SUI MIGRANTI UNO SFREGIO ALLA
COSTITUZIONE
Dl sicurezza. Il decreto è una summa
di incostituzionalità che potrebbe essere portato ad esempio di ciò che non può
essere fatto in materia di migrazioni
Il voto del
Senato sul decreto sicurezza è uno sfregio alla costituzione. Il governo,
scegliendo di porre la fiducia, ha persino impedito al Parlamento di discutere
delle palesi incostituzionalità delle norme che si dovranno obbligatoriamente
votare nella versione imposta dal Consiglio dei ministri. Se neppure alla
Camera verrà concesso di discutere modifiche al testo predisposto, sarà
evidente la crisi del nostro sistema parlamentare. Che accadrà dopo la
conversione in legge del decreto?
Spetterà
prima al capo dello Stato, in sede di promulgazione, poi alla Consulta, in sede
di sindacato incidentale, esprimersi sulla manifesta incostituzionalità delle
norme. Non è detto dunque che la ferita inferta dal Senato alla costituzione
non possa essere almeno in parte riassorbita, sempre che i garanti sappiano far
sentire con coraggio e rigore la loro voce. Rimane in ogni caso il fatto
inquietante che l’attuale maggioranza non sembra preoccuparsi minimamente dei
limiti che la costituzione impone.
Eppure il
decreto sicurezza è una summa di incostituzionalità che potrebbe essere portato
ad esempio di ciò che non può essere fatto in materia di migrazioni. Anzitutto
lo stesso strumento prescelto vìola la costituzione e la giurisprudenza
costituzionale in materia. Illegittimo è infatti l’uso del decreto legge per
regolare fenomeni – quali le migrazioni – di natura strutturale che non
rivestono alcun carattere di straordinarietà ed urgenza. Né può farsi valere in
questa materia un’interpretazione estensiva dei presupposti costituzionali, che
altre volte ha portato ad abusare dello strumento del decreto legge, poiché i
dati relativi al calo dell’80 % degli sbarchi, vanto dell’attuale governo, in
caso dimostrano la cessazione dell’emergenza. Si deve anche dubitare che siano
stati rispettati due altri caratteri ritenuti essenziali dalla Corte
costituzionale e dalla legge 400 del 1988: l’omogeneità e l’immediata
applicabilità di tutte le disposizioni del decreto.
Ma è nel
merito del provvedimento che si riscontrano le più insidiose
incostituzionalità. In materia di migrazioni la nostra costituzione pone un
principio fondamentale che non può essere in nessun caso disconosciuto:
l’articolo 10 assicura allo straniero il diritto d’asilo. Secondo la
consolidata giurisprudenza dei giudici ordinari esso si configura come diritto
soggettivo perfetto attribuito direttamente dalla costituzione. Un Parlamento
costituzionalmente orientato dovrebbe dare la massima attuazione del principio
costituzionale, ma con i tempi che corrono ci si accontenta di molto meno. Ecco
perché, in assenza di una normativa adeguata, la Cassazione ha indicato nella
misura del permesso di soggiorno per ragioni umanitarie la «forma di
attuazione» del principio costituzionale (da ultimo sez. I, n. 4445/18). Una
soglia minima, dunque.

> [Istruzioni di lavoro]:
**1.** Stampa il passo del testo sul decreto sicurezza che va da "SUI MIGRANTI UNO" fino a "legge del decreto?".
**2.** Secondo il testo sul decreto sicurezza, perché è illegittimo usare il decreto legge per regolare le migrazioni? Rispondi in una, due o tre frasi.

> [Record presenti]:
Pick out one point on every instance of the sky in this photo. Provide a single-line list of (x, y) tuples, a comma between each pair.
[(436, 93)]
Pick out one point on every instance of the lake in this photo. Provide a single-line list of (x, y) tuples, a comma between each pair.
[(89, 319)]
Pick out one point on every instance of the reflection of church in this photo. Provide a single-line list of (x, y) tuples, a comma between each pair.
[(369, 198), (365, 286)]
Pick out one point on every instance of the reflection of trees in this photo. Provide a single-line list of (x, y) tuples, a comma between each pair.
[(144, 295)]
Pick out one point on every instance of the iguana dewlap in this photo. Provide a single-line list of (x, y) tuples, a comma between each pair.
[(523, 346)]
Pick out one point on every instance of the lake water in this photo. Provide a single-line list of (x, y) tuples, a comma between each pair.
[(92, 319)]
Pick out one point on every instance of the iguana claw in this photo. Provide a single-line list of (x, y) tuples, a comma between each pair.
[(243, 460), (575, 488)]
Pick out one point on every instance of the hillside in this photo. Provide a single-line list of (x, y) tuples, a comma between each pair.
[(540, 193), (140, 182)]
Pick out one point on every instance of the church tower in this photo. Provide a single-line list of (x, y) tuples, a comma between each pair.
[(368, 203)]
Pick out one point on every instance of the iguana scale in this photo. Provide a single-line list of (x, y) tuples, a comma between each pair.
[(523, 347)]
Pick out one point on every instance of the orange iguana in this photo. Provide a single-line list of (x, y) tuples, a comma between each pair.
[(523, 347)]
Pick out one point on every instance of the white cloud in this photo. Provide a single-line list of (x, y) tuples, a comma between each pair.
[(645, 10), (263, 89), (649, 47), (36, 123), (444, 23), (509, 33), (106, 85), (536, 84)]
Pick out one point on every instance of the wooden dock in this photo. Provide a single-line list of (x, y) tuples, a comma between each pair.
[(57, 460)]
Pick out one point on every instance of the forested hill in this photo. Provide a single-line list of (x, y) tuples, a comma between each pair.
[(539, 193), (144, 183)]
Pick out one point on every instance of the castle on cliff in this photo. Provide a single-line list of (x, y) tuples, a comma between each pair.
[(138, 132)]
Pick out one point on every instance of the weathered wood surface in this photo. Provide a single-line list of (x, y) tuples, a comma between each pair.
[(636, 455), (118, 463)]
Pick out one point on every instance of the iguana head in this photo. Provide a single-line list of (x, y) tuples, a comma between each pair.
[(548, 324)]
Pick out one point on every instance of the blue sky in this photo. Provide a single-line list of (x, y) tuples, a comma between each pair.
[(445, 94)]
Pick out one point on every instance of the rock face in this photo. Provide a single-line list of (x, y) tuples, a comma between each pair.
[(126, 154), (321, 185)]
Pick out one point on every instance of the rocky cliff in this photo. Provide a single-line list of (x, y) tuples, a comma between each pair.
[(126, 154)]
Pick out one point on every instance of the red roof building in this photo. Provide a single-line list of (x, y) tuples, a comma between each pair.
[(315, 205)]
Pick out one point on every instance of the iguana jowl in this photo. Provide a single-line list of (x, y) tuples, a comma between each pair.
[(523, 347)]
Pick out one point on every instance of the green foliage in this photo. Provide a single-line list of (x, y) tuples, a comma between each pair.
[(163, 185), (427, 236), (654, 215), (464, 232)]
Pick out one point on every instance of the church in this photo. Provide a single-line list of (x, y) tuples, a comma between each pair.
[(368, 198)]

> [Risposte attese]:
**1.**
SUI MIGRANTI UNO SFREGIO ALLA
COSTITUZIONE
Dl sicurezza. Il decreto è una summa
di incostituzionalità che potrebbe essere portato ad esempio di ciò che non può
essere fatto in materia di migrazioni
Il voto del
Senato sul decreto sicurezza è uno sfregio alla costituzione. Il governo,
scegliendo di porre la fiducia, ha persino impedito al Parlamento di discutere
delle palesi incostituzionalità delle norme che si dovranno obbligatoriamente
votare nella versione imposta dal Consiglio dei ministri. Se neppure alla
Camera verrà concesso di discutere modifiche al testo predisposto, sarà
evidente la crisi del nostro sistema parlamentare. Che accadrà dopo la
conversione in legge del decreto?

**2.** Le migrazioni sono un fenomeno di natura strutturale, che non ha alcun carattere di straordinarietà e urgenza. Non si può nemmeno ricorrere a un'interpretazione estensiva dei presupposti costituzionali, perché il calo dell'80 % degli sbarchi dimostra che l'emergenza è finita.